Point annotation records:
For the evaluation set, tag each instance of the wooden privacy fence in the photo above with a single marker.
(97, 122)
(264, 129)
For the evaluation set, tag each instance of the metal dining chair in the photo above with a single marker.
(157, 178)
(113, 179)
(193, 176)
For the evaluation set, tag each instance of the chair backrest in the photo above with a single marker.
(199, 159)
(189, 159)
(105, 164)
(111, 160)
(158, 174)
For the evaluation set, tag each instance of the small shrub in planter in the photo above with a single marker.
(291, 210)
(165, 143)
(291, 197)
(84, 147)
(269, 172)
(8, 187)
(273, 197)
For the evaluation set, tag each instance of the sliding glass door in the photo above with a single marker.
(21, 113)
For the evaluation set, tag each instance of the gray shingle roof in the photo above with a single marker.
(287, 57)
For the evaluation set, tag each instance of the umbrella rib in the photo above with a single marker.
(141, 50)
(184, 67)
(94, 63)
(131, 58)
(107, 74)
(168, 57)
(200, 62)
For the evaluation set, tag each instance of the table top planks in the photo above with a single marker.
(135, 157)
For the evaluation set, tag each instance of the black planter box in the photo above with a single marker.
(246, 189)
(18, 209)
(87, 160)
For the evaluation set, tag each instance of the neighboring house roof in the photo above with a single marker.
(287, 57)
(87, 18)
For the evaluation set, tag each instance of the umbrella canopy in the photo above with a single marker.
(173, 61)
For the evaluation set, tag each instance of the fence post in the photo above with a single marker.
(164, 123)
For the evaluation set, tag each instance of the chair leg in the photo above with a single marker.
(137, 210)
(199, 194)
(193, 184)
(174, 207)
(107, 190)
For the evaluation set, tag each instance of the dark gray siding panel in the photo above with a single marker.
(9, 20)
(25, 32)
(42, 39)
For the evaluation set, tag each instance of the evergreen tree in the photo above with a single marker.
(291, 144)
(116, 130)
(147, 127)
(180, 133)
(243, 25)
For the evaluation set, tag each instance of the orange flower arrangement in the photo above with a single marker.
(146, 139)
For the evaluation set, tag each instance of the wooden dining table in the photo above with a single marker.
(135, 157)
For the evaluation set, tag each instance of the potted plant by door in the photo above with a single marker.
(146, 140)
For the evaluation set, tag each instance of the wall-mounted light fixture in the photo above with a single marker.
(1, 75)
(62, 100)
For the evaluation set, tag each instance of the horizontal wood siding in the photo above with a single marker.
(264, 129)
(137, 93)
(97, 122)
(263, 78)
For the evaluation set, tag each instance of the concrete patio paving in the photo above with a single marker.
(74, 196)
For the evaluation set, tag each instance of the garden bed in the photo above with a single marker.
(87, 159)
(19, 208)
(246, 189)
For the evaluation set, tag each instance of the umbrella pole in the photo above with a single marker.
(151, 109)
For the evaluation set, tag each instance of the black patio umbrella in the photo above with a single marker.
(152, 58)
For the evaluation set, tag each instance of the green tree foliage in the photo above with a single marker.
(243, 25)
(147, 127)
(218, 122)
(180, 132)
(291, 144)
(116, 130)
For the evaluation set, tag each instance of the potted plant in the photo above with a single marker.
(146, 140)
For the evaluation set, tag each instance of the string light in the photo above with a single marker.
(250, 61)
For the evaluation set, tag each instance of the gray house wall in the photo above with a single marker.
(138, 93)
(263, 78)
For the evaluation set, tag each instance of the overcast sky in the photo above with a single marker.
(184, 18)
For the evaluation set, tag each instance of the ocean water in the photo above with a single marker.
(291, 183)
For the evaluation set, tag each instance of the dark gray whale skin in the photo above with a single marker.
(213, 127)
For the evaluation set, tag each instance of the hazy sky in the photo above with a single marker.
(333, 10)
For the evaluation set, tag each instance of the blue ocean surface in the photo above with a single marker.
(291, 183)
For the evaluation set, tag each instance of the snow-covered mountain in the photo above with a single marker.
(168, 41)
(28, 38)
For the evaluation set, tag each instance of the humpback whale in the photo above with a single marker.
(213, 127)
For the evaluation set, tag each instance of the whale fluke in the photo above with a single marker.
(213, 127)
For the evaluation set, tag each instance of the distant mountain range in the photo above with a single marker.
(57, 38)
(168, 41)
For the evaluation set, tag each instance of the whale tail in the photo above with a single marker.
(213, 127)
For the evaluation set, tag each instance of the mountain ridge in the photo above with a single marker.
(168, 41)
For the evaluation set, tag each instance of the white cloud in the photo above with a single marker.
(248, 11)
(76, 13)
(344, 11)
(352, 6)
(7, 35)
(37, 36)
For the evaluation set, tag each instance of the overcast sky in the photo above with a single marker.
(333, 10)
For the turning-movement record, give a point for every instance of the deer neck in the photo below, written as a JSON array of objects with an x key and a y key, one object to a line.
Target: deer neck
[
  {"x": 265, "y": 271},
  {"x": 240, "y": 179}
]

Goal: Repeat all the entries word for word.

Response:
For the evaluation set, tag each instance of the wooden privacy fence in the photo above with a single marker.
(97, 122)
(264, 129)
For the evaluation set, tag each instance of the metal dining chair in the photo above with a single marker.
(157, 178)
(113, 179)
(193, 176)
For the evaluation set, tag each instance of the chair backrest in the photo above with a single marker.
(199, 159)
(189, 159)
(105, 164)
(111, 160)
(158, 174)
For the evaluation set, tag each instance of the small shrub in planter in the photo above with a single marker.
(291, 210)
(165, 143)
(291, 197)
(84, 147)
(269, 172)
(8, 187)
(273, 197)
For the evaluation set, tag each instance of the sliding glass door in the photo above with a single marker.
(21, 113)
For the evaluation set, tag each instance of the gray shingle roof in the photo above with a single marker.
(287, 57)
For the evaluation set, tag each instance of the umbrella rib in the photo above with a single marker.
(141, 50)
(184, 67)
(94, 63)
(131, 58)
(107, 74)
(168, 57)
(200, 62)
For the evaluation set, tag each instance of the table top planks in the photo above with a single marker.
(135, 157)
For the evaluation set, tag each instance of the black planter box in the photo above with a single marker.
(246, 189)
(18, 209)
(87, 160)
For the evaluation set, tag each instance of the neighboring house roof in the photo above with a single marker.
(287, 57)
(87, 18)
For the evaluation set, tag each instance of the umbrella canopy in the photo above with a single marker.
(173, 61)
For the evaluation set, tag each instance of the fence post in the photo above with a single marker.
(164, 123)
For the evaluation set, tag each instance of the chair leg in the photo above with a single marker.
(137, 210)
(199, 194)
(193, 184)
(174, 207)
(107, 190)
For the evaluation set, tag each instance of the dark gray siding panel in the photo above with a single marker.
(9, 20)
(25, 32)
(42, 39)
For the evaluation set, tag each instance of the evergreen tree in the photo above with a single marker.
(291, 144)
(116, 130)
(147, 127)
(180, 133)
(243, 25)
For the evaluation set, tag each instance of the orange flower arrangement in the photo above with a single marker.
(146, 139)
For the evaluation set, tag each instance of the wooden dining table in the photo above with a single marker.
(135, 157)
For the evaluation set, tag each instance of the potted plant by door in the photo above with a single marker.
(146, 140)
For the evaluation set, tag each instance of the wall-mounted light fixture in the photo above with a single marker.
(1, 75)
(62, 100)
For the evaluation set, tag each instance of the horizontal wood siding in the photo above with a single marker.
(264, 129)
(137, 93)
(97, 122)
(263, 78)
For the evaluation set, tag each instance of the concrete patio paving in the photo above with a single marker.
(74, 196)
For the evaluation set, tag each instance of the garden bed in the photo above with a single marker.
(87, 159)
(19, 208)
(246, 189)
For the evaluation set, tag each instance of the umbrella pole in the photo above with a single marker.
(151, 109)
For the evaluation set, tag each instance of the black patio umbrella in the photo above with a single marker.
(152, 58)
For the evaluation set, tag each instance of the green tree foliage in the photo above with a single marker.
(243, 25)
(147, 127)
(218, 122)
(180, 132)
(291, 144)
(116, 130)
For the evaluation set, tag each instance of the potted plant in the photo above with a single marker.
(146, 140)
For the evaluation set, tag each instance of the string light in the photo above with a single marker.
(250, 61)
For the evaluation set, tag each instance of the gray house wall in the photo above with a single marker.
(138, 93)
(263, 78)
For the evaluation set, tag each instance of the overcast sky in the photo above with a single marker.
(184, 18)
For the evaluation set, tag each instance of the ocean water in the photo above with a single marker.
(291, 183)
For the evaluation set, tag each instance of the dark gray whale skin in the photo above with a single marker.
(213, 127)
For the evaluation set, tag each instance of the hazy sky in the photo above with a single marker.
(333, 10)
For the evaluation set, tag each instance of the blue ocean surface in the photo above with a single marker.
(291, 183)
For the evaluation set, tag each instance of the snow-covered mountain in the photo above with a single marker.
(168, 41)
(28, 38)
For the evaluation set, tag each instance of the humpback whale in the photo above with a single marker.
(213, 127)
For the evaluation set, tag each instance of the whale fluke in the photo above with a single marker.
(213, 127)
For the evaluation set, tag each instance of the distant mountain range in the photo above with a single marker.
(57, 38)
(168, 41)
For the evaluation set, tag each instance of the whale tail in the photo above with a single marker.
(213, 127)
For the evaluation set, tag each instance of the mountain ridge in the photo above with a single marker.
(168, 41)
For the evaluation set, tag each instance of the white cloud in the photo above with a single marker.
(248, 11)
(76, 13)
(344, 11)
(352, 6)
(7, 35)
(37, 36)
For the evaluation set, tag each instance of the overcast sky in the photo above with a single marker.
(333, 10)
For the turning-movement record, give a point for every instance of the deer neck in the photo below, written as a JSON array of objects with an x key and a y key, one object to a line.
Target: deer neck
[
  {"x": 265, "y": 271},
  {"x": 240, "y": 179}
]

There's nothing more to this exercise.